> OBJECTIVE: Copy the listing from the line with "Expected: for each instance of the blue" up to and including its last line, swapping "pointer" for "annotator" and keeping everything else the same. Omit the pictures.

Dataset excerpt

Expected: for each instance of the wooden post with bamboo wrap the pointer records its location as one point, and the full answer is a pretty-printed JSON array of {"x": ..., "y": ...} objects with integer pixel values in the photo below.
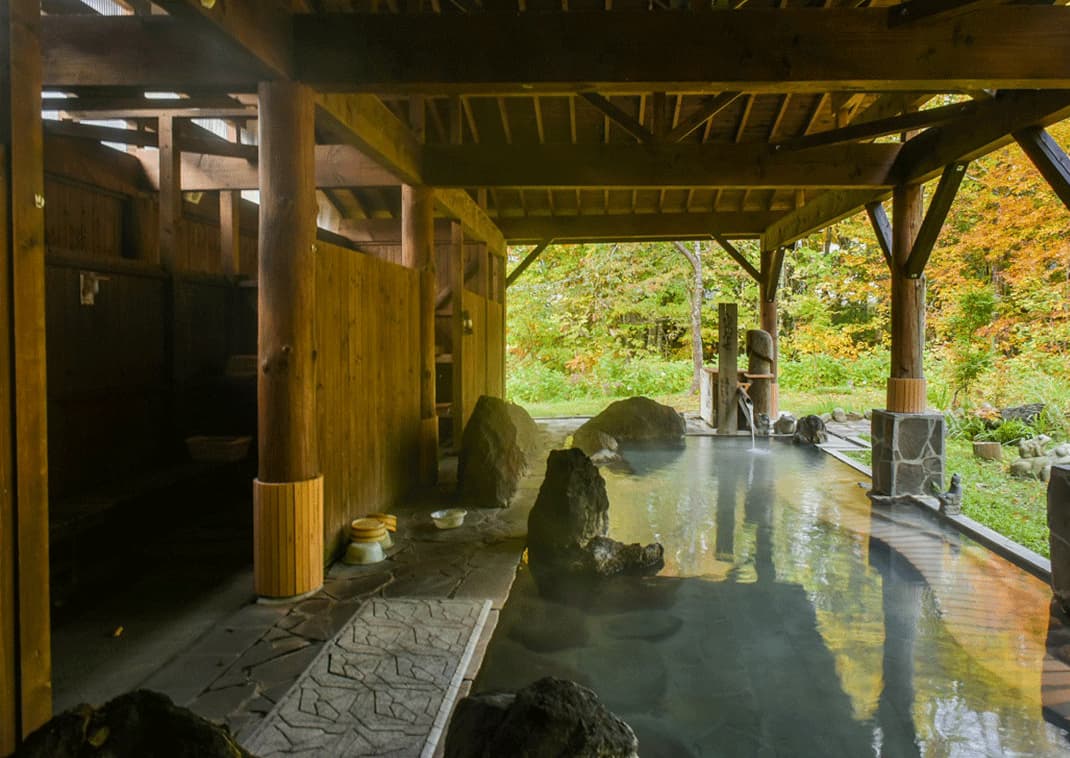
[
  {"x": 288, "y": 494},
  {"x": 906, "y": 383},
  {"x": 417, "y": 252},
  {"x": 767, "y": 286},
  {"x": 26, "y": 688}
]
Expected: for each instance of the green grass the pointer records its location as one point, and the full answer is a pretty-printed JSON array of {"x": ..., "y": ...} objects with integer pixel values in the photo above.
[{"x": 1014, "y": 508}]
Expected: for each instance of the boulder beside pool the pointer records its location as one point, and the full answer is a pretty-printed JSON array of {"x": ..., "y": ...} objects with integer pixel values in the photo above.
[
  {"x": 549, "y": 718},
  {"x": 497, "y": 449},
  {"x": 567, "y": 526}
]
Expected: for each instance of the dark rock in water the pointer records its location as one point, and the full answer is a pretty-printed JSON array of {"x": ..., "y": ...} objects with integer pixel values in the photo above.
[
  {"x": 566, "y": 527},
  {"x": 810, "y": 430},
  {"x": 137, "y": 724},
  {"x": 607, "y": 557},
  {"x": 1027, "y": 413},
  {"x": 499, "y": 441},
  {"x": 571, "y": 508},
  {"x": 784, "y": 425},
  {"x": 596, "y": 444},
  {"x": 549, "y": 718},
  {"x": 638, "y": 419}
]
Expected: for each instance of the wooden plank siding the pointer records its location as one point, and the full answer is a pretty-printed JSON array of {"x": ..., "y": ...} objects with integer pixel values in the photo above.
[{"x": 367, "y": 339}]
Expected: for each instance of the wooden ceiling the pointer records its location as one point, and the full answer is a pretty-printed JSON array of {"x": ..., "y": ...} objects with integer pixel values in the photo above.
[{"x": 592, "y": 119}]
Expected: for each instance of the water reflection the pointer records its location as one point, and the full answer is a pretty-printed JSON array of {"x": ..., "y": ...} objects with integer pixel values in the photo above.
[{"x": 792, "y": 619}]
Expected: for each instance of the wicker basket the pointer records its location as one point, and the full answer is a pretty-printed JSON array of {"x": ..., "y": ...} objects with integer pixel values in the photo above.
[{"x": 218, "y": 449}]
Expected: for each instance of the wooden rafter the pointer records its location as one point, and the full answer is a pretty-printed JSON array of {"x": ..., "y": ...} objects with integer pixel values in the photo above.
[
  {"x": 1049, "y": 157},
  {"x": 704, "y": 116},
  {"x": 528, "y": 260},
  {"x": 679, "y": 165},
  {"x": 618, "y": 116},
  {"x": 935, "y": 216},
  {"x": 834, "y": 49},
  {"x": 882, "y": 228}
]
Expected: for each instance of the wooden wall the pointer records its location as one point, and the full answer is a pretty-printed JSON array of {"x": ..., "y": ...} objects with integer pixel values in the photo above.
[{"x": 367, "y": 338}]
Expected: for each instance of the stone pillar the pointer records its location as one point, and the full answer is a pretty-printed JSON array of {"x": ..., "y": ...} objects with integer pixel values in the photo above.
[
  {"x": 907, "y": 453},
  {"x": 288, "y": 494},
  {"x": 1058, "y": 522}
]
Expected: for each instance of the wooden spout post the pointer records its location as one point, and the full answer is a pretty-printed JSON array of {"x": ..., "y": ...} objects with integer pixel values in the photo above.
[
  {"x": 906, "y": 383},
  {"x": 26, "y": 694},
  {"x": 417, "y": 252},
  {"x": 288, "y": 494},
  {"x": 728, "y": 378}
]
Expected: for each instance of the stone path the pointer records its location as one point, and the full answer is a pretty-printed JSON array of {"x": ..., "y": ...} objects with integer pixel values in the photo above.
[{"x": 383, "y": 686}]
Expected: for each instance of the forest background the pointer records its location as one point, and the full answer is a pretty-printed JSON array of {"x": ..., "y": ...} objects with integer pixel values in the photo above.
[{"x": 587, "y": 323}]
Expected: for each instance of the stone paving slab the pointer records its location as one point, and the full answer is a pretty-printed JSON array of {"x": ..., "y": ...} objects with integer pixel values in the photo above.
[{"x": 383, "y": 686}]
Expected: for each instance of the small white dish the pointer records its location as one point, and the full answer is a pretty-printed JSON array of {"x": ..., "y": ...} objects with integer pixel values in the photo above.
[{"x": 451, "y": 518}]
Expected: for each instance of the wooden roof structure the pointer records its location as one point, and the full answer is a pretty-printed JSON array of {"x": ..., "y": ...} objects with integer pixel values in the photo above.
[{"x": 583, "y": 120}]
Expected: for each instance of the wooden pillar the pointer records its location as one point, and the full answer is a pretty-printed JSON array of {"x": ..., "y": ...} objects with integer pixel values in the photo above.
[
  {"x": 768, "y": 320},
  {"x": 728, "y": 375},
  {"x": 457, "y": 329},
  {"x": 417, "y": 252},
  {"x": 906, "y": 383},
  {"x": 170, "y": 191},
  {"x": 26, "y": 696},
  {"x": 288, "y": 494},
  {"x": 230, "y": 222}
]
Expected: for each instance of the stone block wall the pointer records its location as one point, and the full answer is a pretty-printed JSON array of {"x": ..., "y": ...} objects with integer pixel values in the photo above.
[{"x": 907, "y": 453}]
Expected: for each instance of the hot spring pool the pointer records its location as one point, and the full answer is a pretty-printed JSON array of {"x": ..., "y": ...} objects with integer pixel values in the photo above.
[{"x": 792, "y": 619}]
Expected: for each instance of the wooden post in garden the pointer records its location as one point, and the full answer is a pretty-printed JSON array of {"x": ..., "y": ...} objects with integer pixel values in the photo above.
[
  {"x": 772, "y": 261},
  {"x": 288, "y": 494},
  {"x": 26, "y": 694},
  {"x": 906, "y": 383},
  {"x": 728, "y": 379},
  {"x": 417, "y": 252}
]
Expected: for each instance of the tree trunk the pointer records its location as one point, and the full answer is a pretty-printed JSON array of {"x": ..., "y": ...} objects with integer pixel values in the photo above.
[{"x": 697, "y": 289}]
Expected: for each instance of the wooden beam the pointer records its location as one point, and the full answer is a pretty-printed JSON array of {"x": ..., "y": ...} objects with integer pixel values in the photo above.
[
  {"x": 189, "y": 138},
  {"x": 882, "y": 127},
  {"x": 991, "y": 126},
  {"x": 882, "y": 228},
  {"x": 366, "y": 123},
  {"x": 938, "y": 207},
  {"x": 26, "y": 694},
  {"x": 1049, "y": 157},
  {"x": 707, "y": 110},
  {"x": 829, "y": 49},
  {"x": 917, "y": 10},
  {"x": 457, "y": 203},
  {"x": 142, "y": 52},
  {"x": 737, "y": 257},
  {"x": 337, "y": 166},
  {"x": 636, "y": 226},
  {"x": 825, "y": 209},
  {"x": 529, "y": 259},
  {"x": 681, "y": 165},
  {"x": 618, "y": 116}
]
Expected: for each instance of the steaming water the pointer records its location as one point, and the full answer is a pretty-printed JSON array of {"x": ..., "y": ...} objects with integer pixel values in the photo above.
[{"x": 793, "y": 620}]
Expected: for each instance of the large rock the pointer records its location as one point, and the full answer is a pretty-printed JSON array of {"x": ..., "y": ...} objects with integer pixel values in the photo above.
[
  {"x": 137, "y": 724},
  {"x": 549, "y": 718},
  {"x": 499, "y": 442},
  {"x": 567, "y": 526},
  {"x": 810, "y": 430},
  {"x": 638, "y": 419}
]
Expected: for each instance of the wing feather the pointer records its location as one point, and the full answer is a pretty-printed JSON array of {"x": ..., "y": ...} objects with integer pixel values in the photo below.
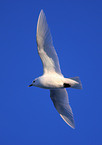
[
  {"x": 46, "y": 49},
  {"x": 61, "y": 103}
]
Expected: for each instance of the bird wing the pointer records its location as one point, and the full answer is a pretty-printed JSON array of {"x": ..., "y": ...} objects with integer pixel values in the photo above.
[
  {"x": 61, "y": 103},
  {"x": 46, "y": 49}
]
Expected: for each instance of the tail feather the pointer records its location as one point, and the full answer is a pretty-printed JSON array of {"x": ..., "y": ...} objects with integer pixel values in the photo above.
[{"x": 78, "y": 85}]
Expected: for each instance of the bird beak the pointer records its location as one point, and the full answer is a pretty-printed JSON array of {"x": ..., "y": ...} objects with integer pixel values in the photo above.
[{"x": 30, "y": 85}]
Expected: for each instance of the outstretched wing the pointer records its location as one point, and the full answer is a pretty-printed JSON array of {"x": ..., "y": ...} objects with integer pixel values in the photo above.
[
  {"x": 46, "y": 49},
  {"x": 61, "y": 103}
]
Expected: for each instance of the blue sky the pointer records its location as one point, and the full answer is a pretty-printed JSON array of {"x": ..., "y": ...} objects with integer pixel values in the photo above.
[{"x": 27, "y": 115}]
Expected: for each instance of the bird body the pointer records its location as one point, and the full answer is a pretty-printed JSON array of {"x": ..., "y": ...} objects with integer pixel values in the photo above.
[{"x": 52, "y": 77}]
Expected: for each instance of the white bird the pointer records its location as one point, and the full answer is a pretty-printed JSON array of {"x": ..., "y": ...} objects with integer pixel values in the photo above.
[{"x": 52, "y": 77}]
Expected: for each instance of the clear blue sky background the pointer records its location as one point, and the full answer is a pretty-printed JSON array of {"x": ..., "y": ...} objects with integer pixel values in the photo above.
[{"x": 27, "y": 115}]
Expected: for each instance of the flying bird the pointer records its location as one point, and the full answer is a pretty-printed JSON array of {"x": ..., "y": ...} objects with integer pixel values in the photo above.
[{"x": 52, "y": 77}]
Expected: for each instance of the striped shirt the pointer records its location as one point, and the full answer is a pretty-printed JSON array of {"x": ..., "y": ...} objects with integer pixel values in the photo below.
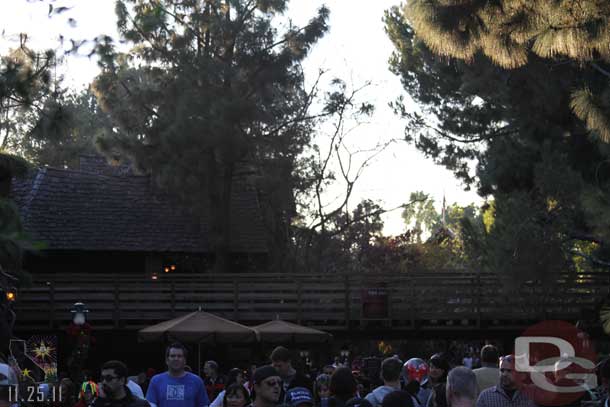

> RESULT OF THIS EXERCISE:
Expected: for each instance of the blue sky the annotator records its location as one point, and the full answer is a pretty-printed JSON array of {"x": ..., "y": ...} objects with integer pixel values in the photo above.
[{"x": 27, "y": 115}]
Expected: for each instance of the bird body the annotator records its location as one point, and the full answer is a pretty-printed JSON array of {"x": ..., "y": ...} objects with integer pixel values in the photo above.
[{"x": 52, "y": 77}]
Expected: for each instance of the white bird the annotator records its location as one point, and the full answer is a pretty-printed JSON array of {"x": ..., "y": ...} objects with integer pixel values in the photo above.
[{"x": 52, "y": 77}]
Expected: for each instance of the clear blue sky background the annotator records its location as one point, and the full answer is a pretty-printed JSON array of {"x": ..., "y": ...} objects with integer pixel values in the photo above.
[{"x": 27, "y": 115}]
Expected: for each instance of the flying bird the annotator records its location as one point, and the full answer is a pretty-printed JSON array of {"x": ..., "y": ...} objects with integer pixel values in the photo above.
[{"x": 52, "y": 77}]
Expected: for each instance of the striped shirt the annotator records its location as one point, and the full answer is a pretty-printed JSON array of {"x": ..., "y": ...} objects with integer pixel values in the photo below.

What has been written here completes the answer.